Copy each of the entries below word for word, and leave the picture out of your copy.

-- begin --

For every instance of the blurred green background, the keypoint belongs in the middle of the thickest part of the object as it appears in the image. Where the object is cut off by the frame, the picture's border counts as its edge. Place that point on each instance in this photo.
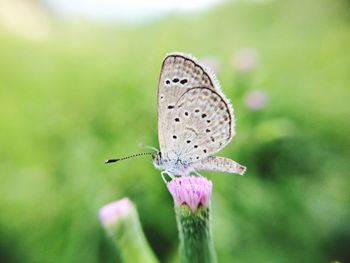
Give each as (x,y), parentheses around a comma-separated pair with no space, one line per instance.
(74,92)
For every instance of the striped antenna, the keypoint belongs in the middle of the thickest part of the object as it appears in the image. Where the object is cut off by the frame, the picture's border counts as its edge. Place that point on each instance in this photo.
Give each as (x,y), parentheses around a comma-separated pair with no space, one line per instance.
(127,157)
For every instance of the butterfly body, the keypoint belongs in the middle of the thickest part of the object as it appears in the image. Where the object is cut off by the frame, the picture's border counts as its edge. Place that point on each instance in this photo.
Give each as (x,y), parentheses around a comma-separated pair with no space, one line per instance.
(173,167)
(195,119)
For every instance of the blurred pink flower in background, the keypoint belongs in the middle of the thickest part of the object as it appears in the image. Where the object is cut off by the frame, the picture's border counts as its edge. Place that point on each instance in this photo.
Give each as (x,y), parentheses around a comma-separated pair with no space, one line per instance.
(191,190)
(245,60)
(212,63)
(256,100)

-- end --

Full answer:
For every instance of the blurred green background, the keypoint belongs in the middle of the thickest part of the object as it appears in the image. Where the object is cut off by the frame, the picture's border counts as its edge. Place that point on each instance in this photo.
Give each as (x,y), parentheses around a comma-separated pair with no space, one line per instance.
(74,92)
For every instance of the striped antenna, the keypoint belongs in the middle of the thickest part of the object as it appears in the image. Where the object is cut off by the frame, the picture's border counts as its edge. Place that point on each instance in this photo.
Give each as (x,y), parentheses around a comma-separated pair with no space, one line per instance.
(127,157)
For every instance of the butterfly body, the keypoint belongs in the middle of the thickest part of the object as it appears in the image. Where the object is cut off by the frame, the picture's border counts as its edge. Place that point on each instance in this photo.
Give each as (x,y), parentheses around a comma-separated pair with no space, one line per instance.
(173,167)
(195,119)
For every instance of the blurred pink flower in background, the keypoint belongs in the middle of the thickest part of the object as it appears in the image. Where the object is cut off by the frame, the picture's border counts as its edge. Place that point on each instance in this photo.
Give each as (x,y), parentheses around a comma-separated pair with no space, one line per instance.
(191,190)
(245,60)
(212,63)
(256,100)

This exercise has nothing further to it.